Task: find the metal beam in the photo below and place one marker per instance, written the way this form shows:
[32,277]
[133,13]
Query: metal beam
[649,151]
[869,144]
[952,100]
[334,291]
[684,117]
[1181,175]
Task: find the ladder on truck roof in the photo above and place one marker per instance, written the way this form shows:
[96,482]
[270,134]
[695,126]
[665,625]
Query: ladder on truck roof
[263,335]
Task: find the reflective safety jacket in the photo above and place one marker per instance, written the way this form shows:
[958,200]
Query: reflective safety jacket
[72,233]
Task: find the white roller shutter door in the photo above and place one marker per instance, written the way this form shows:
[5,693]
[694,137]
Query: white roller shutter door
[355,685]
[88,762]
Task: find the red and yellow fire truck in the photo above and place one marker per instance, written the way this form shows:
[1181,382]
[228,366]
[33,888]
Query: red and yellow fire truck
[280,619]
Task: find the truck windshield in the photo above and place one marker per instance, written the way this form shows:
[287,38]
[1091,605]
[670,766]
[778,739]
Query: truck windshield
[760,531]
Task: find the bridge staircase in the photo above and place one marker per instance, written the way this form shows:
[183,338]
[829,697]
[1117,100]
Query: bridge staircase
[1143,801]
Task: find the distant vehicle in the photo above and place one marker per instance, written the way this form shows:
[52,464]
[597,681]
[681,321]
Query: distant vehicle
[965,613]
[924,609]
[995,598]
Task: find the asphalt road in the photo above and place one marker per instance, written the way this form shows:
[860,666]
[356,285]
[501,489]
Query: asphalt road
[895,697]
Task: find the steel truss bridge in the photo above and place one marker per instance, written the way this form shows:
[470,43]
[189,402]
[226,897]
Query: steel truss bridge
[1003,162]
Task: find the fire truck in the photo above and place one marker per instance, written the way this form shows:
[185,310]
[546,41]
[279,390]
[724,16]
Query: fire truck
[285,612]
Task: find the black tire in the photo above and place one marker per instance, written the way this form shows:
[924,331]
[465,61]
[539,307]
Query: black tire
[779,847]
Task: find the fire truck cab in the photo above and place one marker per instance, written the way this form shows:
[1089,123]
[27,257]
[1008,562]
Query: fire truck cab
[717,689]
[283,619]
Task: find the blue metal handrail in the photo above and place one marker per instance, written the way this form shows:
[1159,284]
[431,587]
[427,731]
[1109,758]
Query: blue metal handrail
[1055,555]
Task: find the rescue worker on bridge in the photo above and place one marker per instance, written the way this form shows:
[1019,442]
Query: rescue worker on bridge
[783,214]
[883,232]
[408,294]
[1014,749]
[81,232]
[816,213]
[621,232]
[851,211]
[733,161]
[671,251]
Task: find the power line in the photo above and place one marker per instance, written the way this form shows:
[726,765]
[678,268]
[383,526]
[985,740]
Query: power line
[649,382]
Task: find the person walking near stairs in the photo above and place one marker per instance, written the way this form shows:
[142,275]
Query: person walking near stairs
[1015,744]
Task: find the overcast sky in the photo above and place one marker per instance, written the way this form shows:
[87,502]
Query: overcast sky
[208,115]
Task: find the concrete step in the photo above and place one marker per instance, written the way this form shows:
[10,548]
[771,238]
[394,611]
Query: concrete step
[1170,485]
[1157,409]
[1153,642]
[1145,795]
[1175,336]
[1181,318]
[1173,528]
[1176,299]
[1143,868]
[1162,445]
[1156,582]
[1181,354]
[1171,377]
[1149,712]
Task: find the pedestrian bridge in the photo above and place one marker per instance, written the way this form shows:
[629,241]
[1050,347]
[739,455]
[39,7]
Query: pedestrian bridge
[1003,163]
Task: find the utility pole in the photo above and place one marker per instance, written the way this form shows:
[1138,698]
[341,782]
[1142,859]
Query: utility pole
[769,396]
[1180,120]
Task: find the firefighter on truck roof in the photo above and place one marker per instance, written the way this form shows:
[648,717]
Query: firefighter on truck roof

= = = =

Required work — Return all of the records above verbatim, line by line, with nothing altered or left out.

Task response —
Task: find the metal beam in the photo below and place one marker per instance, written the way this form shows:
[32,277]
[133,13]
Query: metal beam
[649,151]
[869,144]
[952,100]
[334,291]
[684,117]
[1181,175]
Task: find the ladder on truck roof in the photo above and place one marker per instance, written the way this form shows:
[96,482]
[270,134]
[695,126]
[665,625]
Query: ladder on truck roof
[263,335]
Task: find the reflective safety jacket in the photo above and place one marker per instance, written the way this form shows:
[958,200]
Query: reflective safety jacket
[72,233]
Task: find the white roller shutter door in the photo above and place one marker per instance, written the way this form shows:
[5,693]
[694,137]
Query: white roller shutter door
[355,685]
[88,762]
Task: find the red and yellow fire truck in the photo above and place one marker per instance, written the way this form shows:
[1181,382]
[228,366]
[33,888]
Query: red and yellow fire truck
[280,619]
Task: find the truck windshield in the photo above and place one marker per instance, written the way this form shows:
[287,38]
[1091,605]
[670,766]
[778,739]
Query: truck windshield
[760,531]
Task: find the bridge staircase in the photo above and place one marker per instance, written the way this form shows:
[183,338]
[829,697]
[1117,100]
Query: bridge staircase
[1143,801]
Task: find the distant vehicle in the photo above and place one marker per instance, written the way this form shows:
[52,464]
[597,681]
[681,321]
Query: distant vehicle
[965,613]
[924,609]
[995,598]
Task: find the asphalt road in the photo above and place one marker per instance, written the way this form shows:
[860,666]
[356,285]
[501,489]
Query: asphalt road
[895,697]
Task: find the steel truss bridge in the photo above and place one marker per instance, written the way this form shows:
[470,43]
[189,402]
[226,897]
Query: steel truss bridge
[1003,162]
Task: find the fire truck in the photo above and place one marker per instance, written the way this form shows:
[185,310]
[546,41]
[279,390]
[724,16]
Query: fire truck
[285,612]
Task: find the black tire in the photo above and place one marker per instance, written the way this form shows:
[924,331]
[465,61]
[539,307]
Query: black tire
[779,847]
Task: find the fire truck cab in the photo above and place one marker per instance, written the way this form shows:
[1089,123]
[27,257]
[1008,562]
Query: fire truck cab
[717,689]
[283,619]
Task: find the blue metal handrail in the photo above and place one marker per instance, written the way this form shows:
[1159,284]
[431,587]
[427,731]
[1109,758]
Query: blue metal handrail
[1055,555]
Task: find the rescue worker on bridge in the photo above and place one marker per instance, written the way this form shows:
[1019,442]
Query: rescue worker on bridge
[783,214]
[883,232]
[408,294]
[1014,749]
[81,232]
[816,213]
[621,232]
[851,211]
[733,161]
[671,251]
Task: find the power line in the photo above and place one marker per instance, written the way this form shows:
[726,765]
[678,268]
[383,526]
[985,740]
Query: power line
[649,382]
Task: find the person walking near stairs in the photo above and place one marker per instance, written the way this form shows:
[142,275]
Query: person walking near stairs
[1015,744]
Task: find the overcast sky in the photo above and place one marker per instance, written the way this form shows:
[87,502]
Query: overcast sky
[208,115]
Task: find the concrete step in the photo above and place one marker per instance, written the way this form shows:
[10,548]
[771,238]
[394,611]
Query: concrete step
[1170,485]
[1157,409]
[1153,642]
[1145,795]
[1175,336]
[1181,318]
[1173,528]
[1176,299]
[1143,868]
[1162,445]
[1156,582]
[1181,354]
[1171,377]
[1149,712]
Task: find the pedestrian bridge in the photo above and place one marker per instance, written the way this form shows:
[629,241]
[1050,347]
[739,455]
[39,7]
Query: pedestrian bridge
[1003,163]
Task: find the utility pole in the photo above and place one marker per instance, written the way this form shows:
[1138,698]
[341,782]
[1142,859]
Query: utility pole
[769,396]
[1180,120]
Task: find the firefighter on truck roof in the photo above and place one marker per instance, written the way this form shows:
[648,717]
Query: firefighter on truck roof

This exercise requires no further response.